# Problem to solve
Look through the entries for the string "asked", and copy each line that holds it.

# Recorded data
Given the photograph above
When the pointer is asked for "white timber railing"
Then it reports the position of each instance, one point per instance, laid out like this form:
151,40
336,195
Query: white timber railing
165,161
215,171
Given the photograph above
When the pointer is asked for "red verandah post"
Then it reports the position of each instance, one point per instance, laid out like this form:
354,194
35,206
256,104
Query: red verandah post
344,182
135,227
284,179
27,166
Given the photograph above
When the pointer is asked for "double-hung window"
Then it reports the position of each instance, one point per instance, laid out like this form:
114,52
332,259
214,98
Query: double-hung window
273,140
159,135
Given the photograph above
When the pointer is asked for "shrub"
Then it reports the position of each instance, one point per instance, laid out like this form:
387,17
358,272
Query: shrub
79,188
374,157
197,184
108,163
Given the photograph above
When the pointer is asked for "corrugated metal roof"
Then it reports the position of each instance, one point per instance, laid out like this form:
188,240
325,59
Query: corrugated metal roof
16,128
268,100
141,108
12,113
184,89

* * *

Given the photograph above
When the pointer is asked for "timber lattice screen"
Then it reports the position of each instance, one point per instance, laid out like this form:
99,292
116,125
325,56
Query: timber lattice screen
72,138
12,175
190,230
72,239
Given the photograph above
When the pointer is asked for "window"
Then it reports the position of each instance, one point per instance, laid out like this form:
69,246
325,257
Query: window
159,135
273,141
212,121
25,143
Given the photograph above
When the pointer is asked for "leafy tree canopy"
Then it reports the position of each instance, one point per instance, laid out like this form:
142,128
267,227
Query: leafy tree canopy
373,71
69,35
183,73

# Completed exercise
When the pointer is asked for "white timber railing"
When the pointer is asked for "red verandah post"
When the pointer is asked for "double-hung window"
When the pointer is asked for "shrub"
When the pointer is asked for "corrugated metal roof"
When the pointer is asked for "timber lattice screen"
When the pointer is asked for "window"
When the pointer is asked for "leafy tree canopy"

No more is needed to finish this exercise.